* _Goal_:
Rewrite every line of the records below, replacing "Annotation task" with "Labeling job" and leaving everything else untouched.

(Raw records)

——————

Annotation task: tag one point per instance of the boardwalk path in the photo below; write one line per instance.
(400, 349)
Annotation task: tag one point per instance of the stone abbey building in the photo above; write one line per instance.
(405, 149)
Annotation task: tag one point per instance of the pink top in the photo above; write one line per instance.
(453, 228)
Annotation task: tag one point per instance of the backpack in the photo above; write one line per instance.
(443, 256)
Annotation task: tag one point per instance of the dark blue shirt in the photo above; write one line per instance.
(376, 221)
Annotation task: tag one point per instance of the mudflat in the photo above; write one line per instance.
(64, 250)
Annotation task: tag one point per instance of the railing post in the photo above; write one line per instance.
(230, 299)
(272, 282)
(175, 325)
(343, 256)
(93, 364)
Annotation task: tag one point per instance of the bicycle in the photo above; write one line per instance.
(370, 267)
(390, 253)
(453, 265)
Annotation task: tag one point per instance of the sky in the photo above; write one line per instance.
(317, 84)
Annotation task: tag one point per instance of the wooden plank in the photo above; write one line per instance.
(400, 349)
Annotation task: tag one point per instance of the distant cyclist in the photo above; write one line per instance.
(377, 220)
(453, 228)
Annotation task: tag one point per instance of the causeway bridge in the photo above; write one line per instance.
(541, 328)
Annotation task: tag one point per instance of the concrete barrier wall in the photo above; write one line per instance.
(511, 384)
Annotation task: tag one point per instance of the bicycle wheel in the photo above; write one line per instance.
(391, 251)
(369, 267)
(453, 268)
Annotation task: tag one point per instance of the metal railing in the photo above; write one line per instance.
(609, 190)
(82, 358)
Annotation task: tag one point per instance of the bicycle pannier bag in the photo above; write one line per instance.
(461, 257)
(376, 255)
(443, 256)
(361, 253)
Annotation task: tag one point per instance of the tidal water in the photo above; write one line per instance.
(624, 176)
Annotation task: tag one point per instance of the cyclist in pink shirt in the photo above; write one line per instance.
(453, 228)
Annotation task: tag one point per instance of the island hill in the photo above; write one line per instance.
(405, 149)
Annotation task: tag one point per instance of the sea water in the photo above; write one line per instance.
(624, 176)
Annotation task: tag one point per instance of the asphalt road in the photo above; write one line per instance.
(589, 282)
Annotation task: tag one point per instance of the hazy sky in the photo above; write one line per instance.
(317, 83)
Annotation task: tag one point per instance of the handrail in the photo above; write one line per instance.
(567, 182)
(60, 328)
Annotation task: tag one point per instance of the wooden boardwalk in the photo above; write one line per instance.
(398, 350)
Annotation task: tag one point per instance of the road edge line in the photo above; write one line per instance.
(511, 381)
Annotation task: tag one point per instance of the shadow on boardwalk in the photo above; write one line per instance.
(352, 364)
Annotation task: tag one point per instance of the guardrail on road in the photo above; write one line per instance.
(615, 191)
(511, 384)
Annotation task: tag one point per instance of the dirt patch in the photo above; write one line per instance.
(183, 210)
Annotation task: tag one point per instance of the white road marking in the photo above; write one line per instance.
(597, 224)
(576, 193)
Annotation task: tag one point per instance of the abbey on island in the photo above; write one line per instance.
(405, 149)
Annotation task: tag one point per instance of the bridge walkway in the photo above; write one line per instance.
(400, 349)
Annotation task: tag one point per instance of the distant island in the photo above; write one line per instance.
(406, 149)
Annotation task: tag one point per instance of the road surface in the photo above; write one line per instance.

——————

* _Task solution_:
Labeling job: tag one point per instance of the boardwalk path in the photo below; write one line per instance.
(400, 349)
Labeling job: tag one point per instance of the stone abbey building in the photo above; write one line per instance.
(405, 149)
Labeling job: tag one point per instance of the pink top in the photo above; write one line per instance.
(453, 228)
Labeling job: tag one point per instance of the backpack in the photo above; write one line per instance.
(443, 256)
Labeling job: tag one point per instance of the dark blue shirt in the photo above; write one line per instance.
(376, 221)
Labeling job: tag one point per instance of the mudflat in the photo above; write one line per instance.
(64, 250)
Labeling job: tag one point per instance of the railing post in the photo above; write one line per instance.
(230, 299)
(272, 282)
(175, 325)
(343, 256)
(93, 364)
Labeling job: tag one point per instance of the bicycle in the photo above; write one line per instance.
(370, 267)
(390, 253)
(453, 265)
Labeling job: tag one point per instance of the sky in the photo above; write one line per instance.
(317, 84)
Labeling job: tag one point per instance of the wooden plank in the photo above; write one line per instance.
(400, 349)
Labeling job: tag one point per instance of the distant cyclist in the photo above; write one line per instance.
(377, 220)
(453, 228)
Labeling job: tag one point per instance of the causeway bridge in the photo above; write one line per instance.
(541, 328)
Labeling job: tag one point per instance of the concrete barrier wall in the photo above; write one line per instance.
(511, 384)
Labeling job: tag one point per instance of the bicycle wheel in the photo above; write one line per instance.
(391, 251)
(369, 267)
(453, 268)
Labeling job: tag one point per instance of the metal railing in the photo above; write one line per instance.
(609, 190)
(82, 358)
Labeling job: tag one point per instance of the bicycle pannier bag in the photo above; write one line per instance.
(461, 257)
(376, 255)
(443, 256)
(361, 253)
Labeling job: tag one point per instance of the tidal water in the photo above; write one line per instance.
(624, 176)
Labeling job: tag one point per instance of the cyclist in pink shirt in the photo above; write one line per instance.
(453, 228)
Labeling job: tag one point per instance of the island hill in the photo above; write one line per instance.
(405, 149)
Labeling job: tag one point per instance of the sea water in the photo above; write one line per instance.
(624, 176)
Labeling job: tag one point per instance of the asphalt road in the photo above; write one line per instance.
(589, 282)
Labeling job: tag one point per instance of the hazy sky in the photo above; write one line per instance.
(317, 83)
Labeling job: tag one point per instance of the handrail in the photo above; write one line per instance.
(567, 182)
(60, 328)
Labeling job: tag one point per instance of the wooden boardwalk in the photo above; write one line per instance.
(398, 350)
Labeling job: tag one point per instance of the road edge line in the photo above; write one line per instance.
(511, 381)
Labeling job: tag one point per instance of the shadow on boardwalk in the photo above; write one line per instance.
(352, 364)
Labeling job: tag one point per instance of the guardrail on road in the photo above; write one line per instance.
(615, 191)
(511, 384)
Labeling job: tag one point per instance of the dirt patch in the photo above; write one line per instance.
(183, 210)
Labeling job: tag one point per instance of the white road marking in the photo above; write one line per instance.
(597, 224)
(576, 193)
Labeling job: tag one point per instance of the abbey on island in the photo above; write one line per instance.
(405, 149)
Labeling job: tag one point per instance of the bridge walkway in the photo above; write one line per instance.
(400, 349)
Labeling job: tag one point per instance of the distant island in the photo above; write one line per instance.
(406, 149)
Labeling job: tag one point per instance of the road surface in the photo above; write one line per instance.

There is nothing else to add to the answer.